■ **SET TASK**
Repeat every entry word for word, skipping the pictures.

begin DATA LINES

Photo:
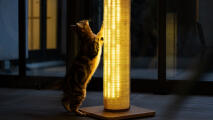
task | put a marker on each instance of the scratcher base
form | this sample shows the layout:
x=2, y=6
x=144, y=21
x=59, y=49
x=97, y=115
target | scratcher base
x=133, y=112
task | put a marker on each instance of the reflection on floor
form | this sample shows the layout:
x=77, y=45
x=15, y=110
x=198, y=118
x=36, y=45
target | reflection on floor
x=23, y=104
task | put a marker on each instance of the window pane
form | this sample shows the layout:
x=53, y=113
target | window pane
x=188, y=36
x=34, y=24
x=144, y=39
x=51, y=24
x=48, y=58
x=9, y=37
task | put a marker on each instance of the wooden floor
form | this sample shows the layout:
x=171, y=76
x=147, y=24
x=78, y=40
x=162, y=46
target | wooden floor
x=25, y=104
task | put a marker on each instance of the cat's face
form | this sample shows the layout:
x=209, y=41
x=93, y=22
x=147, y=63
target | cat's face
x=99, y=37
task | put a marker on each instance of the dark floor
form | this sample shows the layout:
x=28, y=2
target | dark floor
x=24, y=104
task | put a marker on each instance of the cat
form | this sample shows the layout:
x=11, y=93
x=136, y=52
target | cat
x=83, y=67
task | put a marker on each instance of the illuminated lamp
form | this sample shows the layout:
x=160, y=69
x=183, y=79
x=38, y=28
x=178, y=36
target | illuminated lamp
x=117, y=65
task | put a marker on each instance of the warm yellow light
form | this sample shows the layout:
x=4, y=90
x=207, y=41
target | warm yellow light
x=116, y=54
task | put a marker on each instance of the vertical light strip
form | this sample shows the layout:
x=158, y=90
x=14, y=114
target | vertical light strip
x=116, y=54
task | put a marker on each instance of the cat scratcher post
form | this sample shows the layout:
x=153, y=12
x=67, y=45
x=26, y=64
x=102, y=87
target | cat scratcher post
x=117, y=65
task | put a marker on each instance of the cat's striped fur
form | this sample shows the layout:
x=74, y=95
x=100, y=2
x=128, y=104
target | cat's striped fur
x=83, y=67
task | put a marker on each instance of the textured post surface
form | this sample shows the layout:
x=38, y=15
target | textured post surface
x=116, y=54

end DATA LINES

■ **TASK RESULT**
Photo:
task | put a marker on each instance of the scratcher base
form | this sample shows the layout:
x=2, y=6
x=144, y=21
x=59, y=49
x=97, y=115
target | scratcher base
x=133, y=112
task | put a marker on each instance of the reflection on floor
form | this sample shows the layout:
x=77, y=45
x=15, y=110
x=198, y=118
x=36, y=45
target | reflection on floor
x=23, y=104
task | put a marker on each instance of the window pane
form | this sample shows the layout:
x=53, y=113
target | window pane
x=188, y=36
x=34, y=24
x=144, y=39
x=51, y=24
x=48, y=58
x=9, y=37
task | put a marker on each instance of the wooden floor
form | this sample shows the layout:
x=171, y=76
x=147, y=24
x=78, y=40
x=162, y=46
target | wooden floor
x=25, y=104
task | put a marker on each instance of the cat's face
form | this sample shows the layout:
x=209, y=41
x=93, y=22
x=147, y=63
target | cat's face
x=99, y=37
task | put a marker on each instance of the dark floor
form | this sample shows the layout:
x=28, y=2
target | dark floor
x=24, y=104
task | put a marker on each instance of the cat
form | this sample shows the layout:
x=11, y=93
x=136, y=52
target | cat
x=83, y=67
task | put a marker on each instance of the illuminated lamp
form | this sample shows the layout:
x=160, y=69
x=183, y=79
x=38, y=28
x=178, y=36
target | illuminated lamp
x=117, y=65
task | put a marker on each instance of the warm yellow light
form | this sample shows the layout:
x=4, y=90
x=207, y=41
target | warm yellow light
x=116, y=54
task | put a marker on each instance of the vertical light strip
form | this sample shows the layout:
x=158, y=90
x=14, y=114
target | vertical light strip
x=116, y=54
task | put a marker on each instance of the cat scratcher post
form | this sample shows the layout:
x=153, y=12
x=67, y=45
x=26, y=64
x=102, y=87
target | cat scratcher post
x=117, y=65
task | put a marker on each instance of the cat's striped fur
form | this sample shows the layout:
x=74, y=95
x=100, y=2
x=128, y=104
target | cat's striped fur
x=83, y=67
task | put a marker on each instance of the textured post surface
form | this sample shows the layout:
x=38, y=15
target | textured post surface
x=116, y=54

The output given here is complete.